-- Opening Marker --

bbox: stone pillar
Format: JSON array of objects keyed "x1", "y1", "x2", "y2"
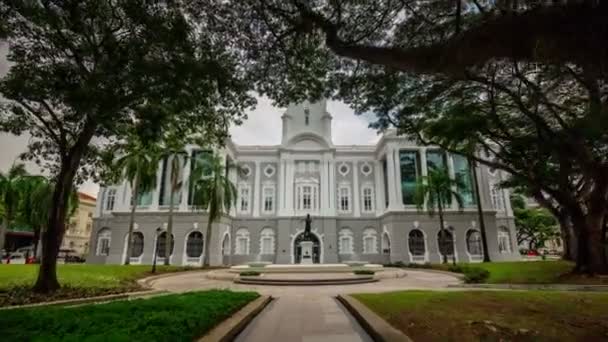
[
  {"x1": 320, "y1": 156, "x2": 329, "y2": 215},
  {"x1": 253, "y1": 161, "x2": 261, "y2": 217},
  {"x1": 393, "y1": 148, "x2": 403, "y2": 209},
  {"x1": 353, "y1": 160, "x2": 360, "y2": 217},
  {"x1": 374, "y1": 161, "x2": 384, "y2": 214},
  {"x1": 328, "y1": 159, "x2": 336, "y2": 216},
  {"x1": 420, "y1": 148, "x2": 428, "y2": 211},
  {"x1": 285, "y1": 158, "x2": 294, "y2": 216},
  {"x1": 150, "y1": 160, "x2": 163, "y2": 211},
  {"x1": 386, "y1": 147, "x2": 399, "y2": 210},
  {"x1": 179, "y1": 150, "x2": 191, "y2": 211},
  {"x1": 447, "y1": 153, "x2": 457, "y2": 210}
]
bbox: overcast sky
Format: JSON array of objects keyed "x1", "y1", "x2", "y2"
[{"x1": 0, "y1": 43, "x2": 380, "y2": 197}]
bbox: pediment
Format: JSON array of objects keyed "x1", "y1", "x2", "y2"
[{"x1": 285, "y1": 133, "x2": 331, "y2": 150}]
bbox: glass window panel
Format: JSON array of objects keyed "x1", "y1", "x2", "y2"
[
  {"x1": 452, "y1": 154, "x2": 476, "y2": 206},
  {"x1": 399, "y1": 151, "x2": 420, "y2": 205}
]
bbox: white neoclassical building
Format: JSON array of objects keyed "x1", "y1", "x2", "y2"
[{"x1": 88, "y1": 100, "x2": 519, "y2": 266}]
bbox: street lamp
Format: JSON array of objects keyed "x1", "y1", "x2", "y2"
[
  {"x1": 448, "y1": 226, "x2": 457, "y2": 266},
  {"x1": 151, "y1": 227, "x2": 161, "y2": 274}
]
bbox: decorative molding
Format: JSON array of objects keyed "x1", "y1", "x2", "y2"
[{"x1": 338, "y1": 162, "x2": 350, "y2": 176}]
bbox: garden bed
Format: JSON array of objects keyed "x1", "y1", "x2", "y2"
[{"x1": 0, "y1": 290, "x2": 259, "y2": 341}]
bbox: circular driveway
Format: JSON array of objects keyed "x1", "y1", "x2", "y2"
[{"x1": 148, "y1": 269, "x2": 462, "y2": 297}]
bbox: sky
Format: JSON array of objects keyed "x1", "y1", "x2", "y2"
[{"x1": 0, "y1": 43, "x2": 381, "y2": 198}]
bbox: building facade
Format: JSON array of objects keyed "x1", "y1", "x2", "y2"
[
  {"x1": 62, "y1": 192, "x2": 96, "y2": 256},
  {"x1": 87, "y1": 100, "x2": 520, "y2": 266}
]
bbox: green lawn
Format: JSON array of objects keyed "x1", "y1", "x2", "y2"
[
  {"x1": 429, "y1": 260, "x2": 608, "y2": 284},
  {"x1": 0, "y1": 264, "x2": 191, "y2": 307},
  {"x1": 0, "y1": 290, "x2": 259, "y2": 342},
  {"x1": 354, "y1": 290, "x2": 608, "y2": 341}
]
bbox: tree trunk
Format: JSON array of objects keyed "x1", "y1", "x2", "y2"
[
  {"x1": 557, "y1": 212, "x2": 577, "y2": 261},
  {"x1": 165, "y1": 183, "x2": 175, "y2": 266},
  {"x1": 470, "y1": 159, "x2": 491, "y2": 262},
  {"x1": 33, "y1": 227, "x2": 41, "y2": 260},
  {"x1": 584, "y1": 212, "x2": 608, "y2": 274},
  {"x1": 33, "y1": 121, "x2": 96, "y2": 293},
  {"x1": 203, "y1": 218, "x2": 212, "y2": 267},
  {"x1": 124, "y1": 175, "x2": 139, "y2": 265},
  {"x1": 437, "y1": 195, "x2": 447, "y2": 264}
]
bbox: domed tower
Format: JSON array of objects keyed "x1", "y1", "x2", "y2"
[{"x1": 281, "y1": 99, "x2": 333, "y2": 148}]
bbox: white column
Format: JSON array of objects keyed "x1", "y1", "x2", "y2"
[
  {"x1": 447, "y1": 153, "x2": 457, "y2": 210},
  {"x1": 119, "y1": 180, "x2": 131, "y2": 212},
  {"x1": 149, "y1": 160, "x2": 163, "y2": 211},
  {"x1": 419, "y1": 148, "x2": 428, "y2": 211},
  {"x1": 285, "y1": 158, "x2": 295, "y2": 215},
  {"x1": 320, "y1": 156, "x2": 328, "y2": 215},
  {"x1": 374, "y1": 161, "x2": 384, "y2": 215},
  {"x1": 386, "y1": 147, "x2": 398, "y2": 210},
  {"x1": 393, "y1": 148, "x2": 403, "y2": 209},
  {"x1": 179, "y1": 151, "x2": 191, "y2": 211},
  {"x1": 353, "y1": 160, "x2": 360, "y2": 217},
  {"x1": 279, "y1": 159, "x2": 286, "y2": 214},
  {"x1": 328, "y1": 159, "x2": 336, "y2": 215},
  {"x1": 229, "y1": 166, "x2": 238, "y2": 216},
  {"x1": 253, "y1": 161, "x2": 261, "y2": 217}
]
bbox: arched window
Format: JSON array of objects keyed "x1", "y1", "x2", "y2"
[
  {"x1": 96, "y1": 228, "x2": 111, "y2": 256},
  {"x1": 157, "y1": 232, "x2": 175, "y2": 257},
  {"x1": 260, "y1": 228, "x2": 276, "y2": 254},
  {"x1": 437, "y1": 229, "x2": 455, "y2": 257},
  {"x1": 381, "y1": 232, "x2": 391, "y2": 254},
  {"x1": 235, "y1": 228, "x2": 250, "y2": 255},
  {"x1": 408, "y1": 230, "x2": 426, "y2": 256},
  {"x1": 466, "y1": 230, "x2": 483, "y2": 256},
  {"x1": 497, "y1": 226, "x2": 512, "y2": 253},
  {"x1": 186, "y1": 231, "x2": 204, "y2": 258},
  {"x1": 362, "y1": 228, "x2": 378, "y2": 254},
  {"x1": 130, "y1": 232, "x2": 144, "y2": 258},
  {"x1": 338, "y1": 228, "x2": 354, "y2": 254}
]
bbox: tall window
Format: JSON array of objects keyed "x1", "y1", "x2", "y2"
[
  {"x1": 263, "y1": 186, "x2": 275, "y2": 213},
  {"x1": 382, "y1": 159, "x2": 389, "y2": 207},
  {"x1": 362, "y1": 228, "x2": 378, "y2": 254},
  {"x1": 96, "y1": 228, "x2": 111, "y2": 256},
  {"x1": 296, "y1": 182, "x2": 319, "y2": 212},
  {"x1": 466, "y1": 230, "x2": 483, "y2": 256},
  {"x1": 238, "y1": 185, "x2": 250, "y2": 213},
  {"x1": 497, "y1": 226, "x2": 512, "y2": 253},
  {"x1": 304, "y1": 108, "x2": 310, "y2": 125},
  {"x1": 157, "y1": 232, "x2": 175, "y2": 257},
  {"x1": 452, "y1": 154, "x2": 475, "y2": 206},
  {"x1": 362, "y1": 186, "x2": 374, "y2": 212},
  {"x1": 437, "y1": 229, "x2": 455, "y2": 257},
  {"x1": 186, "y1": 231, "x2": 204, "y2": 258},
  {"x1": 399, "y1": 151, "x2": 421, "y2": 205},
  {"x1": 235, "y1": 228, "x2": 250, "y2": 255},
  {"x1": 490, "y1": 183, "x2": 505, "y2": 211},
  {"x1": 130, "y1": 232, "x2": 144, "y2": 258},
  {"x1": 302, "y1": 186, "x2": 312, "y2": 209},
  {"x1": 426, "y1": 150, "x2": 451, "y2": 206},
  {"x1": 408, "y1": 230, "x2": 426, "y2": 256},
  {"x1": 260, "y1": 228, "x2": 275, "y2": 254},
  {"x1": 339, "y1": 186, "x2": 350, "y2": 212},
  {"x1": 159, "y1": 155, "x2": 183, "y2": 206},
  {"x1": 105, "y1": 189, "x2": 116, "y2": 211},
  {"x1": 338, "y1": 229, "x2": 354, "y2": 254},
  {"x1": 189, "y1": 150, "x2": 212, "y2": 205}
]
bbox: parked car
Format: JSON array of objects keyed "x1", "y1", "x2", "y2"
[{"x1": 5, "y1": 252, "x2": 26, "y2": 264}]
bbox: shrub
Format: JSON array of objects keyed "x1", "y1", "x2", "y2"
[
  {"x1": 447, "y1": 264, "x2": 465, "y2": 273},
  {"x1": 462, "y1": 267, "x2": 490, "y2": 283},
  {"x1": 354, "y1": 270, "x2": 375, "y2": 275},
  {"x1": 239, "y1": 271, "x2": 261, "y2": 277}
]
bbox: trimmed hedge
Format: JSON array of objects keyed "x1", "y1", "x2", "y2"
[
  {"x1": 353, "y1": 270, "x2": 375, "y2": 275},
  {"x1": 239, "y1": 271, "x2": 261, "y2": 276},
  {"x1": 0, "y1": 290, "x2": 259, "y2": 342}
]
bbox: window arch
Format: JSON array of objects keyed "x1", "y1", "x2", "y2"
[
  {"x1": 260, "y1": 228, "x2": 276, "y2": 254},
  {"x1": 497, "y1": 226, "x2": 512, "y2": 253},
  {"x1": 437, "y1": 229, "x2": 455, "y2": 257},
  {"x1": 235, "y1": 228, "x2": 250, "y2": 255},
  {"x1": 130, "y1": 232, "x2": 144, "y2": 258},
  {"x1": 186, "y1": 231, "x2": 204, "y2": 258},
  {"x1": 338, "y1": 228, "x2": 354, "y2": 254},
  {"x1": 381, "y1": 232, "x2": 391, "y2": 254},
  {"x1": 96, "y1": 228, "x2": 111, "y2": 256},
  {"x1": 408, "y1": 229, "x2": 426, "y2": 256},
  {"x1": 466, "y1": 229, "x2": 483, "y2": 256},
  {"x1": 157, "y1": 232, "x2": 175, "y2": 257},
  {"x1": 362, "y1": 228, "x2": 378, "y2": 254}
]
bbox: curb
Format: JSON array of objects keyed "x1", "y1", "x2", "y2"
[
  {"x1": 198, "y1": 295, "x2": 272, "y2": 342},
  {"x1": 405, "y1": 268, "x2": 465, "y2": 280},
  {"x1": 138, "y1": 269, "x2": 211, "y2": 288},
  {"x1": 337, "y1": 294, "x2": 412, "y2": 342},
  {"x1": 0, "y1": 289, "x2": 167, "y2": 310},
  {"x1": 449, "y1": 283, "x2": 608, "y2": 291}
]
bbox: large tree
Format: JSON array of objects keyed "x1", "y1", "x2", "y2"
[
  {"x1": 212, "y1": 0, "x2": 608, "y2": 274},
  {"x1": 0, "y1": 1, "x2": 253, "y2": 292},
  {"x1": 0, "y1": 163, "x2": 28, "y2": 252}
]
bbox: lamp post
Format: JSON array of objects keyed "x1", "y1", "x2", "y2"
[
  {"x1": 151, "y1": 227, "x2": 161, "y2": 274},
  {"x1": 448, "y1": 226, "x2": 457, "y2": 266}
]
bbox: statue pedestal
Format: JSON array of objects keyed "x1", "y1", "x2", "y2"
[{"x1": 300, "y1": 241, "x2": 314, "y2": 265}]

-- Closing Marker --
-- Opening Marker --

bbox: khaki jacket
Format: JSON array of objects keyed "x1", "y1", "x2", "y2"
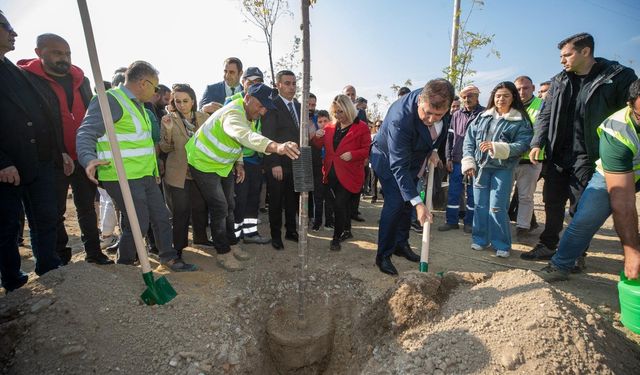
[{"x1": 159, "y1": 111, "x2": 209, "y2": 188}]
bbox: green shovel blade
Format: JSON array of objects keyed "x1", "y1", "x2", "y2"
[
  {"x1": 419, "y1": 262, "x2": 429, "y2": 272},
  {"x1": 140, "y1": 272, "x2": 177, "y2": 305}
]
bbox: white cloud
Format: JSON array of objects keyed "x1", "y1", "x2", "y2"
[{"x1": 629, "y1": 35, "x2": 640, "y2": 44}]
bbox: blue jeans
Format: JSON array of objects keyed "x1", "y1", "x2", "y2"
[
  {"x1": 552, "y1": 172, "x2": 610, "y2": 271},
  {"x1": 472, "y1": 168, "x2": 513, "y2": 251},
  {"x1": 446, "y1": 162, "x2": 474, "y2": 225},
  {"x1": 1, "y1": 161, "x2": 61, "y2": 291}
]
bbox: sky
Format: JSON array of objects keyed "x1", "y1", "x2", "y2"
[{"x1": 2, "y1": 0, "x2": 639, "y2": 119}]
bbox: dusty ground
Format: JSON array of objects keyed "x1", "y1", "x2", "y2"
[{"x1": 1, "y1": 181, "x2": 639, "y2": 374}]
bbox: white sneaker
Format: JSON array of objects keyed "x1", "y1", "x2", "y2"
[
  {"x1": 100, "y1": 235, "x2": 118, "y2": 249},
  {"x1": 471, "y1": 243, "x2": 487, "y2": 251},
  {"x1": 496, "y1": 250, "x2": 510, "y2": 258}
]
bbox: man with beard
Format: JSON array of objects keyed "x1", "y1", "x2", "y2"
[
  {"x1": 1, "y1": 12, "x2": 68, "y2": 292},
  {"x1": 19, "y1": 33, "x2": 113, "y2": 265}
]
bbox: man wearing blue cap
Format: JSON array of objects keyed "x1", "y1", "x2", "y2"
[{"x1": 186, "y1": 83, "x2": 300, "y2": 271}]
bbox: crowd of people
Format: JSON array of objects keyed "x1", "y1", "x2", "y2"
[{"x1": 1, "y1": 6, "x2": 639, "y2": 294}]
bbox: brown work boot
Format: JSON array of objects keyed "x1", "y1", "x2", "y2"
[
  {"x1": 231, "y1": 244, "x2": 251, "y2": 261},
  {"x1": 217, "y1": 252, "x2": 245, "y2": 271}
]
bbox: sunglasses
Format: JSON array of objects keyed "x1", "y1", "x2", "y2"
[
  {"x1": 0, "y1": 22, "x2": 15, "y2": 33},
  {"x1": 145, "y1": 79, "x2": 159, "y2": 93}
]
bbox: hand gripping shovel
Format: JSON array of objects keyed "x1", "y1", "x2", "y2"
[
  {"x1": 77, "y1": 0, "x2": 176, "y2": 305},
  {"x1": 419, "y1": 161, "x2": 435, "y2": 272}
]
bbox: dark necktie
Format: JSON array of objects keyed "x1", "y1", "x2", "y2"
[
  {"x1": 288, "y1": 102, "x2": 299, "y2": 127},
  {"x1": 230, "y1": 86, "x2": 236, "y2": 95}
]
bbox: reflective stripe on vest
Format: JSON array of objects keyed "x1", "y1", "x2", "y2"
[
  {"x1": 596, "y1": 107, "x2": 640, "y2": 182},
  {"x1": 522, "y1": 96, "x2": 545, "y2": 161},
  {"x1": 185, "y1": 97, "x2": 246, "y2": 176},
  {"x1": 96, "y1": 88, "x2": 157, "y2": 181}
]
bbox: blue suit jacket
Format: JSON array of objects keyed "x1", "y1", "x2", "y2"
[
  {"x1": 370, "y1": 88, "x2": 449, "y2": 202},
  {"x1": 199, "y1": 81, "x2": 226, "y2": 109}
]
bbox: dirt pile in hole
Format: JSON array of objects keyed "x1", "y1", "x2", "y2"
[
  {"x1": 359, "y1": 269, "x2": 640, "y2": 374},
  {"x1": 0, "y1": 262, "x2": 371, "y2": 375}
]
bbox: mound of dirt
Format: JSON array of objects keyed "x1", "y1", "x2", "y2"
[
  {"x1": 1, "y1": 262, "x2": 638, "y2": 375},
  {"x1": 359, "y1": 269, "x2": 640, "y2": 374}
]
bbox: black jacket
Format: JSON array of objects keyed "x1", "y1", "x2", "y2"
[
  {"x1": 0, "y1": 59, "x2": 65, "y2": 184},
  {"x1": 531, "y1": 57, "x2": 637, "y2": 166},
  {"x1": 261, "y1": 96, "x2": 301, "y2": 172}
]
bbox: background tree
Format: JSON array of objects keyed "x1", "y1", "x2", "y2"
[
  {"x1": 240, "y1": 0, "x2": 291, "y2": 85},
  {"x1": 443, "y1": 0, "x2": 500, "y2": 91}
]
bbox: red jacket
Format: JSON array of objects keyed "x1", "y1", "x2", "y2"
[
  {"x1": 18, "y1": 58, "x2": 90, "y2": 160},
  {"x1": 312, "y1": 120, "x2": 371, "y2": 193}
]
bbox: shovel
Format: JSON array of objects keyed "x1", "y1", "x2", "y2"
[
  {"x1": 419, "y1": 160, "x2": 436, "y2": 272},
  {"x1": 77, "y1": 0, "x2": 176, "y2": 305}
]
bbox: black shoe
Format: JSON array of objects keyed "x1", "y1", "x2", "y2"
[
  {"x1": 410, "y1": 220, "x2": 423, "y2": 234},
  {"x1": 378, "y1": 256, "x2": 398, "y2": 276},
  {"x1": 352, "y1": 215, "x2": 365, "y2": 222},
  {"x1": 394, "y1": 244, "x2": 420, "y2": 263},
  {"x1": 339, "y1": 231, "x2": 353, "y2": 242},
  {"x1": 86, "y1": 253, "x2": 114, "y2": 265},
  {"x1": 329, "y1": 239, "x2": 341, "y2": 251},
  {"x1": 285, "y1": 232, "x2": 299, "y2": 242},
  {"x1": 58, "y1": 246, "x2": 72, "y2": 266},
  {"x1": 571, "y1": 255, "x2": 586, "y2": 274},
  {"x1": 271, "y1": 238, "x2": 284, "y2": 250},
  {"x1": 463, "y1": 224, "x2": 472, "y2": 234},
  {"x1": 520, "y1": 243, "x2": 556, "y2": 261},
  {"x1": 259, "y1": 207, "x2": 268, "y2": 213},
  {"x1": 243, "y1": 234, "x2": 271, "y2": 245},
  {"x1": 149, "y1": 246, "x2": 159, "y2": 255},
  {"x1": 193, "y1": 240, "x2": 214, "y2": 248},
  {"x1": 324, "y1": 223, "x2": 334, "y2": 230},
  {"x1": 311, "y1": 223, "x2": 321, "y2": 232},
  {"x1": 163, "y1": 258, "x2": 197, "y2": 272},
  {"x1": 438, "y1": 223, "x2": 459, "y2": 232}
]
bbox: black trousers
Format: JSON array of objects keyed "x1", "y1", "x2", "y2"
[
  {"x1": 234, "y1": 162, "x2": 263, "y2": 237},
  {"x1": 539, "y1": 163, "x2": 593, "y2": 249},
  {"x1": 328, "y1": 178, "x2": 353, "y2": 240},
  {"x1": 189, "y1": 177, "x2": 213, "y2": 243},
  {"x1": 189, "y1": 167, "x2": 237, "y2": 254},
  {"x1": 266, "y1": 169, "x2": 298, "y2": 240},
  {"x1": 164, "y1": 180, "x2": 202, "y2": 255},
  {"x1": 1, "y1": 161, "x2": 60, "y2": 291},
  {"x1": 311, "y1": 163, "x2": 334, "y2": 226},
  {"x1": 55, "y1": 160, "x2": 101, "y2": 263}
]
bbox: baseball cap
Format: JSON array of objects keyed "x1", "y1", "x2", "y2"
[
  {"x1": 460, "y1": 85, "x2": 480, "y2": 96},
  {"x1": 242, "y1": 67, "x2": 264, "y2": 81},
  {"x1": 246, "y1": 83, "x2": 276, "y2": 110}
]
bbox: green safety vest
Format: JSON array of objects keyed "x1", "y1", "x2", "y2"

-- Closing Marker --

Locate the word "black" in the entries, and copy every line where it is found.

bbox: black jacket
bbox: black shoe
bbox: black trousers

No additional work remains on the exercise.